Aim of the exercise
Transcribe the part of the listing that opens with the line containing "Mark the player's knee" and closes with the line containing "pixel 394 221", including both of those lines, and leave the pictures out of your answer.

Information given
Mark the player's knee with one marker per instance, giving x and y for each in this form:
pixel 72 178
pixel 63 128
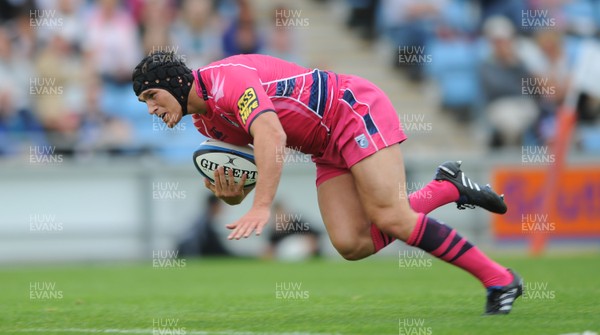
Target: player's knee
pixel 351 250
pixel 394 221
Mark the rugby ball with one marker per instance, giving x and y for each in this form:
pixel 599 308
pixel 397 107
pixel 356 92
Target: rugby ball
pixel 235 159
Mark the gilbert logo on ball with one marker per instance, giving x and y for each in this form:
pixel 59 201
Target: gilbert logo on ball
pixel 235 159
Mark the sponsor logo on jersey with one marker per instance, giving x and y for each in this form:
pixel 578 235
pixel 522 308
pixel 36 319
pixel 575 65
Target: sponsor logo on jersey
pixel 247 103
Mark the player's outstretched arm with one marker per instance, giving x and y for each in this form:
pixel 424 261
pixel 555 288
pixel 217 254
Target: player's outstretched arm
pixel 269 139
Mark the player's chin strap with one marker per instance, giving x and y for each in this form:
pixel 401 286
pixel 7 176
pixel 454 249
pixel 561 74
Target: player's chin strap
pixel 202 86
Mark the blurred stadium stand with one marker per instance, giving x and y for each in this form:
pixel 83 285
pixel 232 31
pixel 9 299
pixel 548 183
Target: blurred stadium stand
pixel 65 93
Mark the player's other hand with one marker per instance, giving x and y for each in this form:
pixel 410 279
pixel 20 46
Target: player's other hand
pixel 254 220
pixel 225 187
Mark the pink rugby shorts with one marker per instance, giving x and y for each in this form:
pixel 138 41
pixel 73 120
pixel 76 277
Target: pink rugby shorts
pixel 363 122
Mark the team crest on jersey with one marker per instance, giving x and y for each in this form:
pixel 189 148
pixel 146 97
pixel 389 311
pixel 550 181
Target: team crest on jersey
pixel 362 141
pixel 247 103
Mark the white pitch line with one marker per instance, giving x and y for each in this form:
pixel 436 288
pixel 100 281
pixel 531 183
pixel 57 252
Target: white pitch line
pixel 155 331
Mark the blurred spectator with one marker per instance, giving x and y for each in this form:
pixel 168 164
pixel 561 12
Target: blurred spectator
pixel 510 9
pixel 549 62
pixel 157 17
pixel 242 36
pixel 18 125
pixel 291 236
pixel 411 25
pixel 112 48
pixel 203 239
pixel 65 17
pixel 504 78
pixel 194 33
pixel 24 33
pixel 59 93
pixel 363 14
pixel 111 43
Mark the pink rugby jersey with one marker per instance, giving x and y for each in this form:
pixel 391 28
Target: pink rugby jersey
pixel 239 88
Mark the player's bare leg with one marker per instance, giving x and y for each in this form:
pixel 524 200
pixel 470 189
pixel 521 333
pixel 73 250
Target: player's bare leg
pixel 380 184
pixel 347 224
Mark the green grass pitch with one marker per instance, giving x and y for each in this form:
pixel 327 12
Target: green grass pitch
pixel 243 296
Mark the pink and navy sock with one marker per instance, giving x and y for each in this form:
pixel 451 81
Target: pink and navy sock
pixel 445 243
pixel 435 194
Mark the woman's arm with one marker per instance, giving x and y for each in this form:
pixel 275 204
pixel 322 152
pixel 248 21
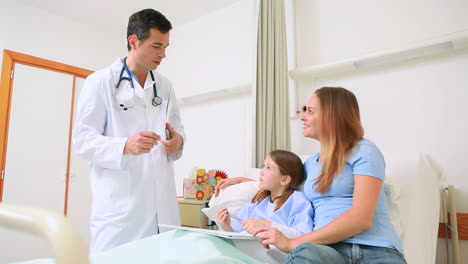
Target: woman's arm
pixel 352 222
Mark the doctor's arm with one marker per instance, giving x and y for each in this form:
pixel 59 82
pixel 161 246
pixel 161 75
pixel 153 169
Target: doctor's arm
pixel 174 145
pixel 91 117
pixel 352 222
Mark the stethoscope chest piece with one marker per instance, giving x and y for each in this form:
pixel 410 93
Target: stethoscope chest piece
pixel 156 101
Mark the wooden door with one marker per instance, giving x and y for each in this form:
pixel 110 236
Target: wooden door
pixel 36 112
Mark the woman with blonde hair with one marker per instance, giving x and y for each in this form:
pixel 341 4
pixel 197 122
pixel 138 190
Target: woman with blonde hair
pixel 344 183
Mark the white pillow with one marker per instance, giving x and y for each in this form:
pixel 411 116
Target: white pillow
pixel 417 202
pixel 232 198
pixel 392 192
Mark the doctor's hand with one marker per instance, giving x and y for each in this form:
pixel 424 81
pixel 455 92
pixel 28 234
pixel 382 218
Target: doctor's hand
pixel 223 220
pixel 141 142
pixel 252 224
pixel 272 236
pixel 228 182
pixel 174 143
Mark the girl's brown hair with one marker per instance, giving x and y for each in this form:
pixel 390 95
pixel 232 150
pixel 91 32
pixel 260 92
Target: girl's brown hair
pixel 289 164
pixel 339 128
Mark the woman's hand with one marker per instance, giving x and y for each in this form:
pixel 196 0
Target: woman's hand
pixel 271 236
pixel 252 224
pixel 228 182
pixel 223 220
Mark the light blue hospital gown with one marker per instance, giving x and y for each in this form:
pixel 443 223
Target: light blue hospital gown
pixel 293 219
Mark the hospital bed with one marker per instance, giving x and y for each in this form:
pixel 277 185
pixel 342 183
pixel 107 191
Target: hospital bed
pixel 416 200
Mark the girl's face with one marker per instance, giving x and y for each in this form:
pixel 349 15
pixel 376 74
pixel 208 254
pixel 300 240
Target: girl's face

--

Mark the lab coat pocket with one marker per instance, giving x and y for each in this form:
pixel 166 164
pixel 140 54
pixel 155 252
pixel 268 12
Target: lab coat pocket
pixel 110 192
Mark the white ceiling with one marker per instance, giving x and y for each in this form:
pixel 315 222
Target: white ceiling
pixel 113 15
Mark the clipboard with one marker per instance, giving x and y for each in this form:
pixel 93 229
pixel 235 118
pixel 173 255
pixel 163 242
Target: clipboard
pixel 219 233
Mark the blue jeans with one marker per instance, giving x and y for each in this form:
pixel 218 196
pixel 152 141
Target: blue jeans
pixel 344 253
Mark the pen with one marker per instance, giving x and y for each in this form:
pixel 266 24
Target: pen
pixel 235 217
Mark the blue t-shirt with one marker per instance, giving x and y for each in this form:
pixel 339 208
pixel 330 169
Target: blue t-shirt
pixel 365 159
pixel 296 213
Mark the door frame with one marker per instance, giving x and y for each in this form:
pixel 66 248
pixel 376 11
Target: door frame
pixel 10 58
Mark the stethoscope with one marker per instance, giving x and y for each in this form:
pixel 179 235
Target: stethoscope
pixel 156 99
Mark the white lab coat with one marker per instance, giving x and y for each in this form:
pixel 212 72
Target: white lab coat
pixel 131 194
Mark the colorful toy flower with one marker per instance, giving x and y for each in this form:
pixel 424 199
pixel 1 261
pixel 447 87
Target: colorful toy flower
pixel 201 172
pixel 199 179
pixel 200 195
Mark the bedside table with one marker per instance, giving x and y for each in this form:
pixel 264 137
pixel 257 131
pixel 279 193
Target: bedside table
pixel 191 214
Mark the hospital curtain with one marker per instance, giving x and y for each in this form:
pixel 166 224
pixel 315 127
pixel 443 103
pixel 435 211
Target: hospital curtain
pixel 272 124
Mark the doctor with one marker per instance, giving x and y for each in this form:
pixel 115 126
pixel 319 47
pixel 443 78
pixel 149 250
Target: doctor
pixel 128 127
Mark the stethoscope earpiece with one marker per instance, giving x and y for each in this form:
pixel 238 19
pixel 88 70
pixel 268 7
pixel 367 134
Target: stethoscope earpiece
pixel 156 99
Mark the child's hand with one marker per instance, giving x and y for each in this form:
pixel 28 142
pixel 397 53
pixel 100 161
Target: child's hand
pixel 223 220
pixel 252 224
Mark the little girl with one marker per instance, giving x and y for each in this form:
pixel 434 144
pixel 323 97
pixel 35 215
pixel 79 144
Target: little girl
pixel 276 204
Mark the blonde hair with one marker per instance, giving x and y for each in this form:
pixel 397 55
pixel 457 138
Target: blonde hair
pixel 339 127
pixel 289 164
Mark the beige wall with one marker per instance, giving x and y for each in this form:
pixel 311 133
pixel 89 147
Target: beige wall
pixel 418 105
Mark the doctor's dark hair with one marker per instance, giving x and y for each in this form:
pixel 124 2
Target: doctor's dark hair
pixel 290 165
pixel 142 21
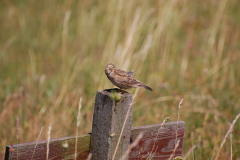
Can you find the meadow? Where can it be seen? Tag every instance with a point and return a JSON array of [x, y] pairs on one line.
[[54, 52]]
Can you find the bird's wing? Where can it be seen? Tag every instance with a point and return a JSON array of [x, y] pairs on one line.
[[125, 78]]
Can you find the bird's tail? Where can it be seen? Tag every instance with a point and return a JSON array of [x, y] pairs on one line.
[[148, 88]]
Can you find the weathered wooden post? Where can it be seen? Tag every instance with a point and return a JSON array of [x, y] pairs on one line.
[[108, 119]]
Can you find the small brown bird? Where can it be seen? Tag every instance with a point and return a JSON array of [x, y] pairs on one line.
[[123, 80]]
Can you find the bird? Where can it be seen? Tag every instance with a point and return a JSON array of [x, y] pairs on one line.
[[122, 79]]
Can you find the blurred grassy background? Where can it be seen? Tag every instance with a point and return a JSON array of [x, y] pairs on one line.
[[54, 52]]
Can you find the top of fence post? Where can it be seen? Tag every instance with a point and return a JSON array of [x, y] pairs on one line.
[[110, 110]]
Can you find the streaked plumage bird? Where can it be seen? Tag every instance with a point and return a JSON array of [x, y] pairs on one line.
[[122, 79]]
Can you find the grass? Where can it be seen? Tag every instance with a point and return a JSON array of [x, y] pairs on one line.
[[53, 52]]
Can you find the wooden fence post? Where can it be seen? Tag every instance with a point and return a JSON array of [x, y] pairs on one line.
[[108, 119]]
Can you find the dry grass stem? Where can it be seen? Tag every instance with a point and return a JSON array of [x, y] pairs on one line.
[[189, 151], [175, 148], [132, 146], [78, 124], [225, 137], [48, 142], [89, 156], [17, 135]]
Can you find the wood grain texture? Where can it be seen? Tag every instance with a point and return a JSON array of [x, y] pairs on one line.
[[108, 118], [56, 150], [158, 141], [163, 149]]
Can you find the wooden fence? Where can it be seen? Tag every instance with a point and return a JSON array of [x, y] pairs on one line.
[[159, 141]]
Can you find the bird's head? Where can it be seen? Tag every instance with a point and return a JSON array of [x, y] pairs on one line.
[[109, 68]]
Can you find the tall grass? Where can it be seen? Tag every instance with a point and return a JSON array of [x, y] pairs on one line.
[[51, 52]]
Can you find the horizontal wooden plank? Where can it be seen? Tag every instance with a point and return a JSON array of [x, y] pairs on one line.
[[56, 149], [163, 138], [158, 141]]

...

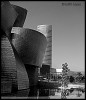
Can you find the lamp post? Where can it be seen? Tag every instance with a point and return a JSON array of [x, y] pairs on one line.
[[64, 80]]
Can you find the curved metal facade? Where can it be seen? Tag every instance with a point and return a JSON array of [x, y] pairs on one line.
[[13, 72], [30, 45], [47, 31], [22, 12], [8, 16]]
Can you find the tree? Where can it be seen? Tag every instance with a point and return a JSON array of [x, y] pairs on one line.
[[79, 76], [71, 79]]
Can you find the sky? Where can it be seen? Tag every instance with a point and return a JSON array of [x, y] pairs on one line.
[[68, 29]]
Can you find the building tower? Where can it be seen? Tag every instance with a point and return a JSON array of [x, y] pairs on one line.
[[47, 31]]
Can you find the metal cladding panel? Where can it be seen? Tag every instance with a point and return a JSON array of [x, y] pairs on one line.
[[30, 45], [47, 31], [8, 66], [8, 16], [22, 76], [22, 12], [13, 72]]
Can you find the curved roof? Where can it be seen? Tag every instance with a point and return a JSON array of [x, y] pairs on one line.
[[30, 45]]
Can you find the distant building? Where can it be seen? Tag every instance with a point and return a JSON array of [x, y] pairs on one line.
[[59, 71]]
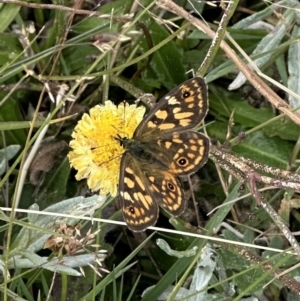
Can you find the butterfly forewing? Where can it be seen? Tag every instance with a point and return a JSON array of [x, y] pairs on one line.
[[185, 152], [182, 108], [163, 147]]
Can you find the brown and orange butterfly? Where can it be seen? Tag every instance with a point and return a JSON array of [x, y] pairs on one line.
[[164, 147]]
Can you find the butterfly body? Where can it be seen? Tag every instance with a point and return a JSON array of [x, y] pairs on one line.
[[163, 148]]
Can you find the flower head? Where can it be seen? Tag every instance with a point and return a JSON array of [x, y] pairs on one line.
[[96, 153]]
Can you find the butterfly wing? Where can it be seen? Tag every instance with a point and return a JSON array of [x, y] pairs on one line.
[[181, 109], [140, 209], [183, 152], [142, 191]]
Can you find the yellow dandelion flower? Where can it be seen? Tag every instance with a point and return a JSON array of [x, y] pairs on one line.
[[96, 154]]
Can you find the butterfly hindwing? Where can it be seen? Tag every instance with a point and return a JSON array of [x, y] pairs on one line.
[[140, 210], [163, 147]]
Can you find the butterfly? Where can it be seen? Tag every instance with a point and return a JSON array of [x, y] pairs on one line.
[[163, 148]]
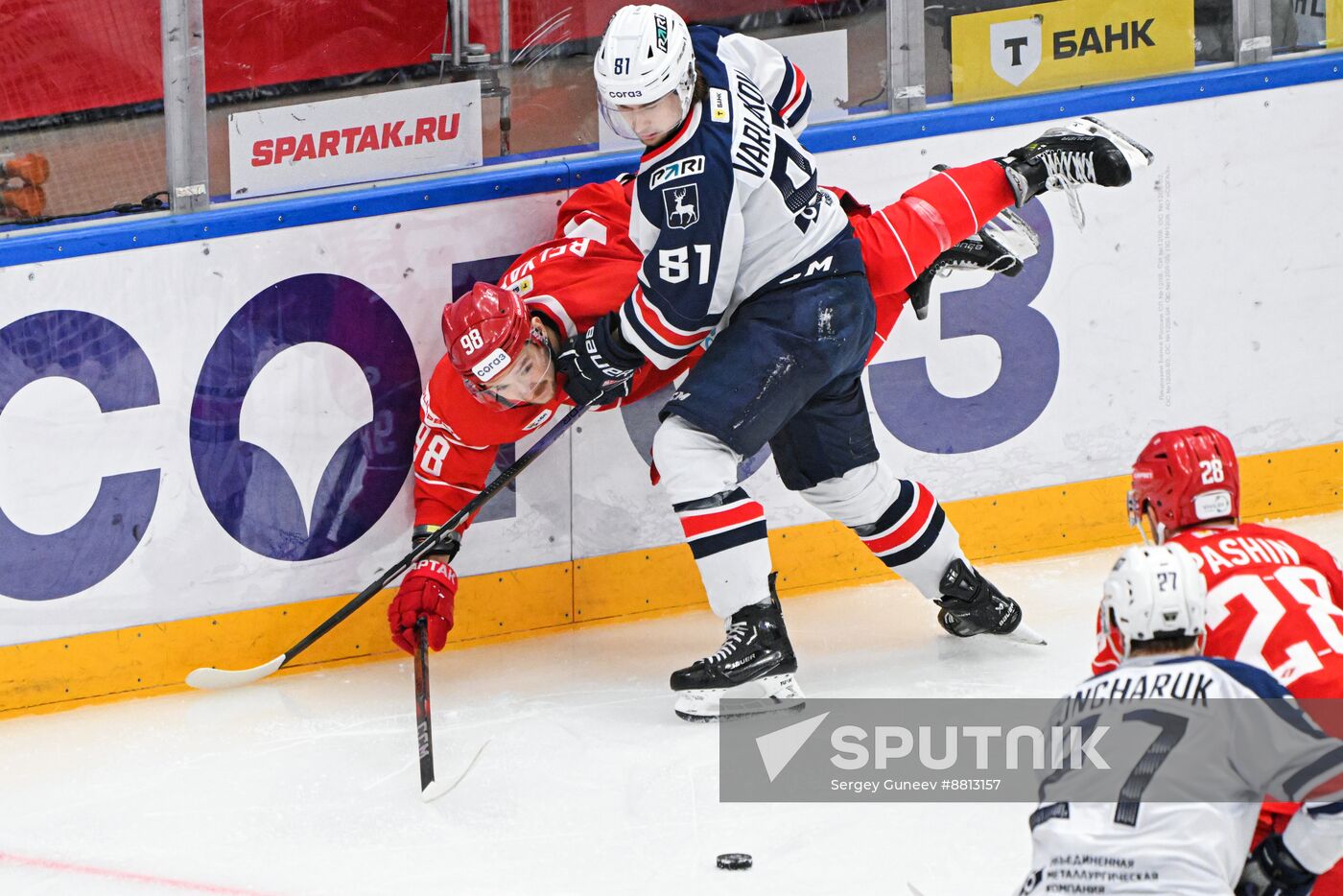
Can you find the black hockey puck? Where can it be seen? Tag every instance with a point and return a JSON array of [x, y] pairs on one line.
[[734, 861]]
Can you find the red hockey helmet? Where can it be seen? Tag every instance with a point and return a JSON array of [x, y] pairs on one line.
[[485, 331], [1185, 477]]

Completed task
Mark the player's knee with one marker per instance, giving x and y for each in this form:
pixel 72 178
pixel 63 128
Target: player's knee
pixel 351 250
pixel 394 221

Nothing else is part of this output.